| Work to be completed |
Extract the listing in its entirety, keeping each line identical to the original.

| Records from a data collection |
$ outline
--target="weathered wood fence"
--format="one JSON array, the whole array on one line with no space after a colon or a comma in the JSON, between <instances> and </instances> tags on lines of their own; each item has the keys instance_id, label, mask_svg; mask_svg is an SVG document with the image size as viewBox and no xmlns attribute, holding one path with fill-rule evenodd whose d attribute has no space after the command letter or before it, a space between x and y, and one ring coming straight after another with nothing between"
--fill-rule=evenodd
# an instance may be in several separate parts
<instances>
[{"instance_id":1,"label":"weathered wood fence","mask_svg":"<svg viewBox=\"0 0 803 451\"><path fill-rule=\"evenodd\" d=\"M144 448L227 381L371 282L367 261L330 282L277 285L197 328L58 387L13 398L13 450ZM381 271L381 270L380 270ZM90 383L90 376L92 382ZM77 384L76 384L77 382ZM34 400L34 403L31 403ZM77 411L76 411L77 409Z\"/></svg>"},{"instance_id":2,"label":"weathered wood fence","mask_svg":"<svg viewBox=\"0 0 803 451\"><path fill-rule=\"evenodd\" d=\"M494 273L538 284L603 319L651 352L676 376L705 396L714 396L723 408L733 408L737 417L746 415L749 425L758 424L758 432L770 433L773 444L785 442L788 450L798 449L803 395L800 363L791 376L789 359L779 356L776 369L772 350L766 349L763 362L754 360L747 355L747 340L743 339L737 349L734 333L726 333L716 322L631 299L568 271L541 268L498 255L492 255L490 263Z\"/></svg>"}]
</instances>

| Output |
$ outline
--target="weathered wood fence"
--format="one JSON array, the whole array on one line with no space after a colon or a comma in the JSON, between <instances> and </instances> tags on lines of their own; each item has the keys instance_id, label, mask_svg; mask_svg is an SVG document with the image size as viewBox and no xmlns attribute, holding one path with fill-rule evenodd whose d attribute has no space after the command letter or before it, a space between x and y, and one ring coming straight after another with nothing between"
--fill-rule=evenodd
# an instance may be in several separate parts
<instances>
[{"instance_id":1,"label":"weathered wood fence","mask_svg":"<svg viewBox=\"0 0 803 451\"><path fill-rule=\"evenodd\" d=\"M144 448L227 381L371 282L367 261L330 282L277 285L197 328L58 387L13 398L13 450ZM381 271L381 270L380 270ZM90 383L90 376L92 382ZM77 384L76 384L77 382ZM34 400L34 403L31 403ZM77 411L76 411L77 409Z\"/></svg>"},{"instance_id":2,"label":"weathered wood fence","mask_svg":"<svg viewBox=\"0 0 803 451\"><path fill-rule=\"evenodd\" d=\"M494 273L538 284L603 319L651 352L676 376L705 396L714 396L723 408L733 408L737 417L746 415L749 425L758 424L758 432L770 433L773 444L785 442L788 450L798 449L803 395L800 363L791 376L789 359L779 356L776 369L772 350L766 349L763 362L754 360L747 355L747 340L743 339L737 349L734 333L726 333L716 322L631 299L568 271L541 268L498 255L492 255L490 263Z\"/></svg>"}]
</instances>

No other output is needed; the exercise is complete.